→ TO DO: Reproduce every entry below word for word, leaving out the images.

→ RECORDS FOR PROCESSING:

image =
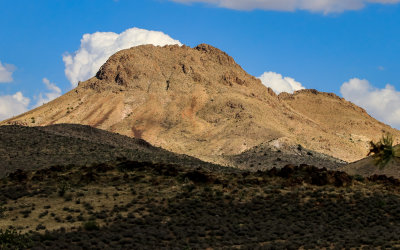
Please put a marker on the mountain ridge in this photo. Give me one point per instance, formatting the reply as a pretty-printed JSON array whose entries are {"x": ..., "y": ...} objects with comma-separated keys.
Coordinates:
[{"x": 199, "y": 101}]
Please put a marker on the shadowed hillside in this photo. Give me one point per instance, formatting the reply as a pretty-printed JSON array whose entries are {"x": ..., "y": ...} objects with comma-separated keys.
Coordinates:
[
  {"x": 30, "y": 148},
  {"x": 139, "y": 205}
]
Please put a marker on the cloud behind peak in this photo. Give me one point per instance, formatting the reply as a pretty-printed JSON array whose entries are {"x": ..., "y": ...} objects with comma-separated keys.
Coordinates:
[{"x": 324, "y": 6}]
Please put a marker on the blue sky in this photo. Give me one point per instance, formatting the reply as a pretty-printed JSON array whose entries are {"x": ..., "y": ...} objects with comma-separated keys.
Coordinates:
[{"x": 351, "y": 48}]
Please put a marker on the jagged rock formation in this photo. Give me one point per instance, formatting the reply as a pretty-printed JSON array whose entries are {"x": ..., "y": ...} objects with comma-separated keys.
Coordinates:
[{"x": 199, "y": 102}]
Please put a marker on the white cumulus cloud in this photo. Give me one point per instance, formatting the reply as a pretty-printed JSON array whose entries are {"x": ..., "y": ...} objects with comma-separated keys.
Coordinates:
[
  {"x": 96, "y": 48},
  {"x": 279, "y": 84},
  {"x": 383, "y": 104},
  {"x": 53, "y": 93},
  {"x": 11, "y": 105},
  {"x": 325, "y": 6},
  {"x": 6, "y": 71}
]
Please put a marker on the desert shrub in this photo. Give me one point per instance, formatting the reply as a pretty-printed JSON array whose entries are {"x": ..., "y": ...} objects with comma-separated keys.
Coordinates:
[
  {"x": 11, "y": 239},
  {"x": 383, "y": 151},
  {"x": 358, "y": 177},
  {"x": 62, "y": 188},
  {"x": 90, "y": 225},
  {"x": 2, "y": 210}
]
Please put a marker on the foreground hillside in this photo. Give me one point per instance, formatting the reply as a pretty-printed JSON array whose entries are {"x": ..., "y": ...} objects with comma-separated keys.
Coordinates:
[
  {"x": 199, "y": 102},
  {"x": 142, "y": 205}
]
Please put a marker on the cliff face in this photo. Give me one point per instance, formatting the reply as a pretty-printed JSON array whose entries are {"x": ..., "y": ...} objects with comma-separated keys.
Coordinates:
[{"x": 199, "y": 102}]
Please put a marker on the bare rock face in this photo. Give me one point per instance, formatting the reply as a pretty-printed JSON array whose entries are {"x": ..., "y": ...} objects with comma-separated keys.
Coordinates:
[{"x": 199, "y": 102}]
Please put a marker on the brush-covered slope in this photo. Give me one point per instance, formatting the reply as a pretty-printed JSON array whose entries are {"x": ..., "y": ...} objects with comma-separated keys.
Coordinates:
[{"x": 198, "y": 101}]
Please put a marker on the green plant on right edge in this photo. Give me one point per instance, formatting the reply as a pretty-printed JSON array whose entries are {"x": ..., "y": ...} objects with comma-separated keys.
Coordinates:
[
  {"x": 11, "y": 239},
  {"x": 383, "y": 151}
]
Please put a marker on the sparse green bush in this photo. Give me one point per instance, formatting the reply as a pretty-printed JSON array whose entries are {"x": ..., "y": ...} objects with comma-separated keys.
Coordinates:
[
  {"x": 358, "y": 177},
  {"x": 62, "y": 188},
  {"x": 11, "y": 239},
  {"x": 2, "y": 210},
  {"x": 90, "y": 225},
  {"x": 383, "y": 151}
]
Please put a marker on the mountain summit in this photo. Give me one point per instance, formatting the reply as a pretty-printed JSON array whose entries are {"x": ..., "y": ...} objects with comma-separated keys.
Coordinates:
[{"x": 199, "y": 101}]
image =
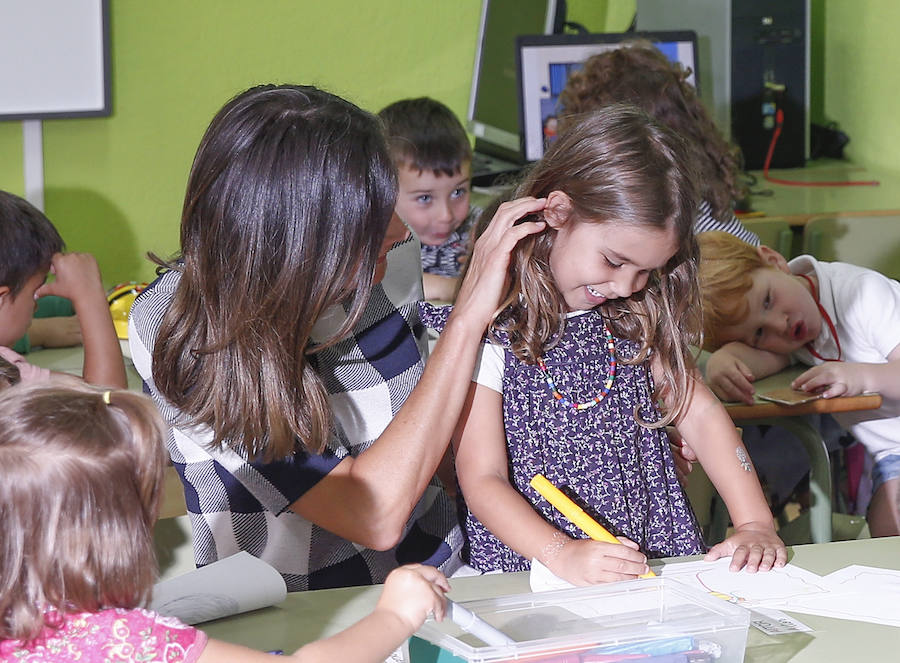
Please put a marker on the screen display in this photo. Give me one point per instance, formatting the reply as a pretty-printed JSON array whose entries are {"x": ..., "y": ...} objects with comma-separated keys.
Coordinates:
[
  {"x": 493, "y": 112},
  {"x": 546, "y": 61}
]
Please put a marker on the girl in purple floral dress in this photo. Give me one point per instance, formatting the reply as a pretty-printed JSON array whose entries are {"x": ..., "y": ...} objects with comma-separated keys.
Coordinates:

→ SOLUTION TO THE PROBLEM:
image =
Please put a marker on the mountain ridge in this photo. Give me one point per instance, formatting the reply as a pretty-printed JSON array whose entries are {"x": ..., "y": ...} objects with comma-separated keys.
Coordinates:
[{"x": 199, "y": 101}]
Please put a marker on the shadowed hillside in this photo. Give me one point per instance, formatting the reply as a pretty-printed JSON array whose entries are {"x": ..., "y": ...} objects with comma-separated keys.
Coordinates:
[
  {"x": 30, "y": 148},
  {"x": 139, "y": 205}
]
Please put a marker on the cloud behind peak in this photo. Give me one point per instance, formatting the reply as a pretty-printed JSON array whose entries are {"x": ..., "y": ...} objects with comma-separated keys.
Coordinates:
[{"x": 324, "y": 6}]
Please put a marker on the blue sky in this photo. Give me one point per instance, formatting the reply as a pretty-printed JSON array whose entries are {"x": ..., "y": ...} objects with comma-separated keys.
Coordinates:
[{"x": 351, "y": 48}]
Please put a marker on the jagged rock formation in this photo. Give me one point per instance, formatting the reply as a pretty-printed JSON array whose entries are {"x": ..., "y": ...} objects with comma-separated keys.
Coordinates:
[{"x": 199, "y": 102}]
Please put a marker on the white cumulus cloud in this photo. Give me one point per instance, formatting the reply as a pretty-printed JSON array whose entries are {"x": ..., "y": ...} objects with comma-separated keys.
Coordinates:
[
  {"x": 96, "y": 48},
  {"x": 279, "y": 84},
  {"x": 383, "y": 104},
  {"x": 53, "y": 93},
  {"x": 11, "y": 105},
  {"x": 325, "y": 6},
  {"x": 6, "y": 71}
]
Please put a marker on the desert shrub in this photo. Give me one point per instance, formatting the reply as a pretty-printed JSON array whose entries are {"x": ..., "y": ...} objects with comma-separated keys.
Coordinates:
[
  {"x": 11, "y": 239},
  {"x": 383, "y": 151},
  {"x": 358, "y": 177},
  {"x": 62, "y": 188},
  {"x": 90, "y": 225},
  {"x": 2, "y": 210}
]
Please put a marker on the foreground hillside in this photo. Give me one point per instance, formatting the reply as a pretty-printed JSON array whose entries are {"x": ..., "y": ...} objects with comma-separated keys.
Coordinates:
[
  {"x": 199, "y": 102},
  {"x": 142, "y": 205}
]
Please put a marker on the cliff face in this photo. Give me one point per instance, formatting the reply as a pretty-printed JSON array whose entries are {"x": ..., "y": ...} objects with comma-separated keys.
Coordinates:
[{"x": 199, "y": 102}]
Please put a marker on the bare rock face in this photo. Give me one point per instance, formatting the reply as a pretty-printed JSON array whose entries are {"x": ..., "y": ...} objects with comma-separated keys.
Coordinates:
[{"x": 199, "y": 102}]
Please put a marker on the brush-covered slope in this photo. Give me one point per instance, formatting the reply as a pretty-printed JSON array whose entries are {"x": ..., "y": ...} objects with comma-separated keys.
Coordinates:
[{"x": 198, "y": 101}]
Please put a marker on the green plant on right edge in this photo. Give me one point per instance, formatting the reply as a pretty-printed JSON array whose entries are {"x": ..., "y": ...} objects with comma-separated keys.
Coordinates:
[
  {"x": 11, "y": 239},
  {"x": 383, "y": 151}
]
Please put a marker on the sparse green bush in this photo. Give me one point per instance, formatting the reply as a pretty-printed JSON array whose entries are {"x": ..., "y": ...} objects with comma-separated keys.
Coordinates:
[
  {"x": 358, "y": 177},
  {"x": 62, "y": 188},
  {"x": 11, "y": 239},
  {"x": 2, "y": 210},
  {"x": 90, "y": 225},
  {"x": 383, "y": 151}
]
Please put a marker on the mountain summit in this photo. Give me one point per instance, formatting the reply as a pretty-printed JSON array whose entries are {"x": ..., "y": ...} objects with comma-separated keys.
Coordinates:
[{"x": 199, "y": 101}]
image =
Please put a marker on the screen display in this photo. Give me one point per instance, formatting the reply as a pretty-printed JSON array whose entries are {"x": ..., "y": ...} objects with comma-separated keys.
Coordinates:
[
  {"x": 493, "y": 112},
  {"x": 546, "y": 61}
]
Please put a marker on the girl in purple floral dress in this photo. Give me one point per instance, formatting the reply as a pretty-printed JSON array whose entries are {"x": ..., "y": ...} objects with comma-separated keys.
Coordinates:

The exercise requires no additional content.